=== KUTIPAN BACAAN ===

Ambillah bekal dari dunia yang fana ini untuk akhirat yang abadi. Jadikanlah
dunia ini seperti sesuatu yang sudah kamu tinggalkan. Dan demi Allah, kamu
memang pasti akan meninggalkannya. Dan jadikanlah kematian itu seperti sesuatu
yang telah kamu rasakan. Dan demi Allah, kamu memang akan merasakannya.
Jadikanlah akhirat itu seperti tempat yang telah kamu singgahi. Dan demi Allah,
kamu memang akan singgah di sana. Ia (akhirat) adalah kampung halaman setiap
manusia.
Dan tak seorangpun yang keluar bepergian tanpa mempersiapkannya
bekalnya. Orang yang mempersiapkan bekal yang berguna buat dirinya, ia akan
bahagia. Sedangkan orang yang keluar bepergian tanpa mempersiapkan bekal, ia
akan menyesal. Kalau ia kepanasan, ia tak akan mendapatkan tempat berteduh.
Kalau ia kehausan, tak akan mendapatkan air pelepas dahaga. Sesungguhnya
perjalanan dunia ini pasti berakhir. Orang yang paling pandai adalah yang selalu
bersiap-siap untuk perjalanan yang tidak ada akhirnya.” (Shifatush Shafwah IV
: 151)
Dari Qabishah bin Qais al-Anbari diriwayatkan bahwa ia berkata
(yang terjemahannya - pen) : “Adh-Dhahhak bin Muzahim apabila datang sore hari
beliau menangis. Ada orang yang bertanya : “Apa gerangan yang membuatmu menangis
?” Beliau menjawab : “Aku tidak tahu, amalanku yang mana yang naik ke langit
(diterima Allah) pada hari ini.” (Shifatush Shafwah IV : 150)

===

## TUGAS TERTULIS
Tuliskan kembali bagian kutipan tentang bekal akhirat, mulai dari "Dan tak seorangpun" sampai dengan "mendapatkan tempat berteduh.", lalu ubah kata "menyesal" menjadi "merugi". Baris data di bawah ini diambil dari sumber yang berbeda.

=== ISI DATA ===

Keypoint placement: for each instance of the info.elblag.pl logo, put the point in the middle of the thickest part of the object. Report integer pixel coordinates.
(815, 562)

===

## JAWABAN AKHIR
Dan tak seorangpun yang keluar bepergian tanpa mempersiapkannya
bekalnya. Orang yang mempersiapkan bekal yang berguna buat dirinya, ia akan
bahagia. Sedangkan orang yang keluar bepergian tanpa mempersiapkan bekal, ia
akan merugi. Kalau ia kepanasan, ia tak akan mendapatkan tempat berteduh.